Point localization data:
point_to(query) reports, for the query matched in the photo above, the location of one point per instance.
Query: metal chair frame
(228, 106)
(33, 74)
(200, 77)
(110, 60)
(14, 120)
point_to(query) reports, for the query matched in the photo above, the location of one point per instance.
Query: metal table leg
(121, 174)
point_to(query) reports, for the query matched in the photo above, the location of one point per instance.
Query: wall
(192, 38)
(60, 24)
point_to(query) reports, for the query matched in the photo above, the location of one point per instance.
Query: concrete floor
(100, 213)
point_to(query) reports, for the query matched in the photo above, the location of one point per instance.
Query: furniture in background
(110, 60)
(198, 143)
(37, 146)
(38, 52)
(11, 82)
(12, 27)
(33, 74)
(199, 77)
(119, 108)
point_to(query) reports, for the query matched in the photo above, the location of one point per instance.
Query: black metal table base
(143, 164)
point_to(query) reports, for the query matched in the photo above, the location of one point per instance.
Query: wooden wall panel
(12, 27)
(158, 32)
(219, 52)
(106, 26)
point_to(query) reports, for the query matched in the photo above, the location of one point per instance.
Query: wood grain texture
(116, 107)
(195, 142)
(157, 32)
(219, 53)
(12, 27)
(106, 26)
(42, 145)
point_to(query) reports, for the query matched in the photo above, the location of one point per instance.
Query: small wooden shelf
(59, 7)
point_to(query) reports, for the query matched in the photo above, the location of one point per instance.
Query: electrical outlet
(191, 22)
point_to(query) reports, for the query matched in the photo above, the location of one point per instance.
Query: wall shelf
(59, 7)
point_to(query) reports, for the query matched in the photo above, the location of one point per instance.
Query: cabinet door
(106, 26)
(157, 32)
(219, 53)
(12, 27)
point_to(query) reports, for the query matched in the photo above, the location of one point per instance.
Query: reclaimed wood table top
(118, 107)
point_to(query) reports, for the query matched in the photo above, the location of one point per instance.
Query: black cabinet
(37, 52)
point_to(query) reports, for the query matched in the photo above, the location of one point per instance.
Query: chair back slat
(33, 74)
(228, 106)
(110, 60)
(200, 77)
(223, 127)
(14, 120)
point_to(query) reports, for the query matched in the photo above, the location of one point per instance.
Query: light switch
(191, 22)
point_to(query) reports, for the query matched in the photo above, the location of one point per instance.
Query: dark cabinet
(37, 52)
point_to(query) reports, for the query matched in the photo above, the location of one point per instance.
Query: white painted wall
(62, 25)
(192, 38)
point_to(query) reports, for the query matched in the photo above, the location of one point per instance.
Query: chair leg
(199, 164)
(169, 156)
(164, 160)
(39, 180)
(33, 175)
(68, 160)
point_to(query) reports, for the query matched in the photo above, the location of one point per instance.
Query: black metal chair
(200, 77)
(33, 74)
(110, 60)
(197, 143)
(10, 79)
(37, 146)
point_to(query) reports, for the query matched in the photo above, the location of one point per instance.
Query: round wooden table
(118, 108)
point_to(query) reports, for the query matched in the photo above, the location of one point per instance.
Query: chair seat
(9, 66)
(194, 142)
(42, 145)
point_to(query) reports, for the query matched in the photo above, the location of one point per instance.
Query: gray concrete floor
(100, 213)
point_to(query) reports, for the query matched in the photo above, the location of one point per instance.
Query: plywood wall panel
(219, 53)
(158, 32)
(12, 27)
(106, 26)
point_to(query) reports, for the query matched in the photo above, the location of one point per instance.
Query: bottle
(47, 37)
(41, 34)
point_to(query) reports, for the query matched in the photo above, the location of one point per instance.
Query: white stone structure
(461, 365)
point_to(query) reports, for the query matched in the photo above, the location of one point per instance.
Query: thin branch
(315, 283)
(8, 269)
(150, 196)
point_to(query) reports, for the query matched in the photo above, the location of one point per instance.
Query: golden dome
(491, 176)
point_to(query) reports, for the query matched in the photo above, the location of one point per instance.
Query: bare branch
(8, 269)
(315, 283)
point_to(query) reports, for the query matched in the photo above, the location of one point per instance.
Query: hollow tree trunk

[HOW TO COMPLETE THIS TASK] All of the records should be repeated precisely as written.

[TASK ANSWER]
point_to(query) reports, for the query matched in the photo above, the location of one point per instance.
Query: metal chair frame
(228, 106)
(33, 74)
(200, 77)
(110, 60)
(14, 120)
point_to(query) reports, for the query matched in the photo above, the location of one point per instance.
Query: metal table leg
(121, 174)
point_to(query) reports, for the query matched in the photo above, the location of one point per instance.
Query: wall
(192, 38)
(60, 24)
point_to(query) reports, for the query matched in the photo above, the location of one point per instance.
Query: concrete floor
(100, 213)
point_to(query) reports, for the query matched in the photo above, the location of one point per instance.
Query: furniture in background
(110, 60)
(198, 143)
(37, 146)
(38, 52)
(11, 82)
(12, 27)
(33, 74)
(199, 77)
(119, 108)
point_to(query) reports, for the query matched in the photo above, the location of one point per instance.
Query: black metal table base
(143, 164)
point_to(query) reports, for the query matched in the photo above, the location of one point per instance.
Query: wooden wall panel
(12, 27)
(158, 32)
(219, 52)
(106, 26)
point_to(query) reports, for the query matched in the photo above, the location of one point per instance.
Query: wood grain texture
(116, 107)
(195, 142)
(157, 32)
(219, 53)
(12, 27)
(106, 26)
(42, 145)
point_to(query) reports, for the query matched in the photo above, the location of one point per instance.
Query: small wooden shelf
(59, 7)
point_to(query) reports, for the query matched in the photo above, the location of one point per instance.
Query: electrical outlet
(191, 22)
point_to(query) reports, for the query matched in the photo above, the location of one point per instance.
Query: wall shelf
(59, 7)
point_to(query) reports, for the query matched in the photo above, the location of one point per instance.
Query: cabinet door
(106, 26)
(157, 32)
(219, 53)
(12, 27)
point_to(query) reports, for the query matched in the photo above, the location of one point per instance.
Query: reclaimed wood table top
(118, 107)
point_to(query) reports, for the query matched in the photo above, the location of one point per instance.
Query: black cabinet
(37, 52)
point_to(query) reports, for the query matched in the photo above, the location of one point per instance.
Query: chair back slat
(33, 74)
(228, 106)
(110, 60)
(200, 77)
(223, 127)
(14, 120)
point_to(query) reports, for the query matched in the photo above, the location of one point per instance.
Query: light switch
(191, 22)
point_to(query) reports, for the query matched in the photo above, the location of one point per instance.
Query: dark cabinet
(37, 52)
point_to(query) reports, for the query matched in the photo above, the location of one point per instance.
Query: white painted wall
(62, 25)
(192, 38)
point_to(query) reports, for the query matched in the photo above, the location of one point per instance.
Query: chair leg
(199, 164)
(169, 156)
(164, 160)
(39, 180)
(33, 175)
(68, 160)
point_to(query) reports, for the query matched in the photo above, the location of one point per instance.
Query: black metal chair
(200, 77)
(33, 74)
(110, 60)
(197, 143)
(10, 79)
(37, 146)
point_to(query) reports, for the query matched in the photo above, the location of one point per instance.
Query: round wooden table
(118, 108)
point_to(query) reports, for the query matched in the photo above, the location of one point per instance.
Query: chair seat
(9, 66)
(194, 142)
(42, 145)
point_to(query) reports, for the query matched in the photo above, the location of one point per instance.
Query: gray concrete floor
(100, 213)
point_to(query) reports, for the query matched in the photo above, the location of one point per instance.
Query: plywood wall panel
(219, 53)
(158, 32)
(12, 27)
(106, 26)
point_to(query) reports, for the query matched in the photo above, the location of one point per instance.
Query: bottle
(47, 37)
(41, 34)
point_to(query) reports, for the query matched in the photo above, the location of one point per instance.
Query: white stone structure
(461, 365)
point_to(query) reports, for the query matched in the photo above, the location of one point per instance.
Query: thin branch
(315, 283)
(8, 269)
(150, 196)
point_to(query) reports, for the query matched in the photo above, the location of one point per instance.
Query: golden dome
(491, 176)
point_to(query) reports, for the query matched in the photo above, the location of one point per instance.
Query: bare branch
(8, 269)
(315, 283)
point_to(query) reports, for the query matched in the photo above, the location of one point per instance.
Query: hollow tree trunk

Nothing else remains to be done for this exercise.